Exercise aim
Write the listing out again verbatim, leaving nothing out.

____

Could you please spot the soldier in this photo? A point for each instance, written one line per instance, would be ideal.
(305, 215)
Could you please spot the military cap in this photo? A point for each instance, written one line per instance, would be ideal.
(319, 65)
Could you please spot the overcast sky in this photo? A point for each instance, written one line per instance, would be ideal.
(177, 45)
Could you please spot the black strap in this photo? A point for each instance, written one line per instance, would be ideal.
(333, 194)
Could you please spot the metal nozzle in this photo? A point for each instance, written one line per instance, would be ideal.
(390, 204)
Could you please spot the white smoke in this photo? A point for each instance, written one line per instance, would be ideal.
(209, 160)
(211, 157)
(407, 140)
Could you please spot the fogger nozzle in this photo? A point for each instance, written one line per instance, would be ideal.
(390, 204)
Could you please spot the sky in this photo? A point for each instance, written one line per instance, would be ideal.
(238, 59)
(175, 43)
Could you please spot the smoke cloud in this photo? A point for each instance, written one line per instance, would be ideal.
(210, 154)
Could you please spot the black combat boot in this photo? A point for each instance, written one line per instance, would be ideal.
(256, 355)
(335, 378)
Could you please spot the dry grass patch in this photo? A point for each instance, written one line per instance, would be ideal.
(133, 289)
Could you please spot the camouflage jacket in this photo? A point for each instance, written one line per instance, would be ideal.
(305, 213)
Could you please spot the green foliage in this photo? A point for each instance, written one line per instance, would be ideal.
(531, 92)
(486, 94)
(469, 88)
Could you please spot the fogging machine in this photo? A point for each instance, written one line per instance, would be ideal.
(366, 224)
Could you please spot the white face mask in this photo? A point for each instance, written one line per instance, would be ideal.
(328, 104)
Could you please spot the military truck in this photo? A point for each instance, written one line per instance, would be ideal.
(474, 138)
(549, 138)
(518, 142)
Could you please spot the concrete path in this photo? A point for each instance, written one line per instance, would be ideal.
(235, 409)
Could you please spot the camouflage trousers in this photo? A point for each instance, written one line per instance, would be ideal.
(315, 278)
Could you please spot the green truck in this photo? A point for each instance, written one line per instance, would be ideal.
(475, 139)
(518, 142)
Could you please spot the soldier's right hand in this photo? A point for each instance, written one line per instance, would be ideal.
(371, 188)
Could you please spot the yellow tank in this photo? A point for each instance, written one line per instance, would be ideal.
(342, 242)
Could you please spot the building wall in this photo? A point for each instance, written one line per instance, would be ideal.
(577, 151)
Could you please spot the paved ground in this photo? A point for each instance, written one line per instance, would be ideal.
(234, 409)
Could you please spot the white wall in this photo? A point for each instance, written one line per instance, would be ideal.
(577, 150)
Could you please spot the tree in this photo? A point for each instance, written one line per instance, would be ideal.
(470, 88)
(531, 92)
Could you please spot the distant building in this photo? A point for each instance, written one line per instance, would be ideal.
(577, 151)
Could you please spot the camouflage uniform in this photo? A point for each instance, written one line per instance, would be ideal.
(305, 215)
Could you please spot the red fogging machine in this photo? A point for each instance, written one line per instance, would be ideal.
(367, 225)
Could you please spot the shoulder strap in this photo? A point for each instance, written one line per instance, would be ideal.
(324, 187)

____

Result of the exercise
Could you please spot the soldier in this photo? A point for each instance, written one line per instance, would be ideal.
(305, 215)
Could you please spot the military cap in this photo? A point for each instance, written one line per instance, would be ideal.
(319, 65)
Could you please spot the overcast sky in this photo? A point for each instance, written one line per instance, would be ideal.
(177, 45)
Could you please spot the black strap in this photo? A point for each instance, written one line per instance, would be ideal.
(333, 194)
Could you please spot the metal nozzle in this photo? A point for each instance, written one line per instance, would be ideal.
(390, 204)
Could you please spot the white smoke in this photo? A point for each instance, written one line per instance, would be ideal.
(209, 160)
(211, 157)
(407, 140)
Could you please spot the fogger nozzle in this photo? A point for each instance, written one line per instance, would be ideal.
(390, 204)
Could you please spot the sky in this photo? A point for each instance, written one line per instance, would be ideal.
(238, 59)
(175, 43)
Could you please spot the smoke cloud in this photo? A point for each instance, written one line per instance, would be ideal.
(210, 154)
Could you please spot the black combat boot in this photo? A point for each instance, written one line per instance, would be ideal.
(256, 355)
(335, 378)
Could you please spot the dry grass patch in this photo? A point for each instance, written one line per instance, would be ideal.
(133, 289)
Could you please spot the camouflage jacket in this photo? A point for each instance, written one line per instance, would be ideal.
(305, 213)
Could you please spot the green foliage in this photo? A point for each instance, written one line per instance, would be ideal.
(531, 92)
(486, 94)
(469, 88)
Could you please spot the fogging machine in this photo? A point for each instance, written one line per instance, would be ideal.
(366, 224)
Could you please spot the white face mask in this photo? A point for each instance, written one line per instance, would be ideal.
(328, 104)
Could you please spot the military truck in this photo? A point for each instance, written one line per instance, would be ideal.
(474, 138)
(549, 138)
(518, 142)
Could you please spot the concrete path in this photo? A point for each instance, written one line per instance, would be ideal.
(235, 409)
Could you please spot the camouflage trousers in this photo? A point for each instance, written one line per instance, would be ideal.
(315, 278)
Could you please spot the green truck in this photo? A point for each instance, written one line per instance, would be ideal.
(475, 139)
(518, 142)
Could you please spot the soldier's right hand in this photo? A point for each instance, written one line per instance, would be ideal.
(371, 188)
Could you please spot the yellow tank in this photo? A point for each instance, written one line per instance, would be ideal.
(342, 242)
Could you please spot the building wall in this photo? A point for each instance, written one line per instance, would be ideal.
(577, 151)
Could you please spot the paved ground in this photo? A point for each instance, written one line per instance, would be ideal.
(234, 409)
Could you please spot the white wall in this photo? A point for each instance, written one line per instance, would be ideal.
(577, 150)
Could you please spot the tree in this photo? A point for each instance, written one line per instance, would be ideal.
(470, 88)
(531, 92)
Could you please spot the distant building in this photo? A point for each instance, written one line per instance, would be ideal.
(577, 151)
Could you please spot the camouflage uniform in this photo? A point for each instance, written one line per instance, would be ideal.
(305, 215)
Could you please spot the red fogging machine in this photo? A point for each instance, written one line per instance, would be ideal.
(367, 225)
Could you please spot the shoulder strap in this photo? A point for each instance, written one line per instance, would be ideal.
(324, 187)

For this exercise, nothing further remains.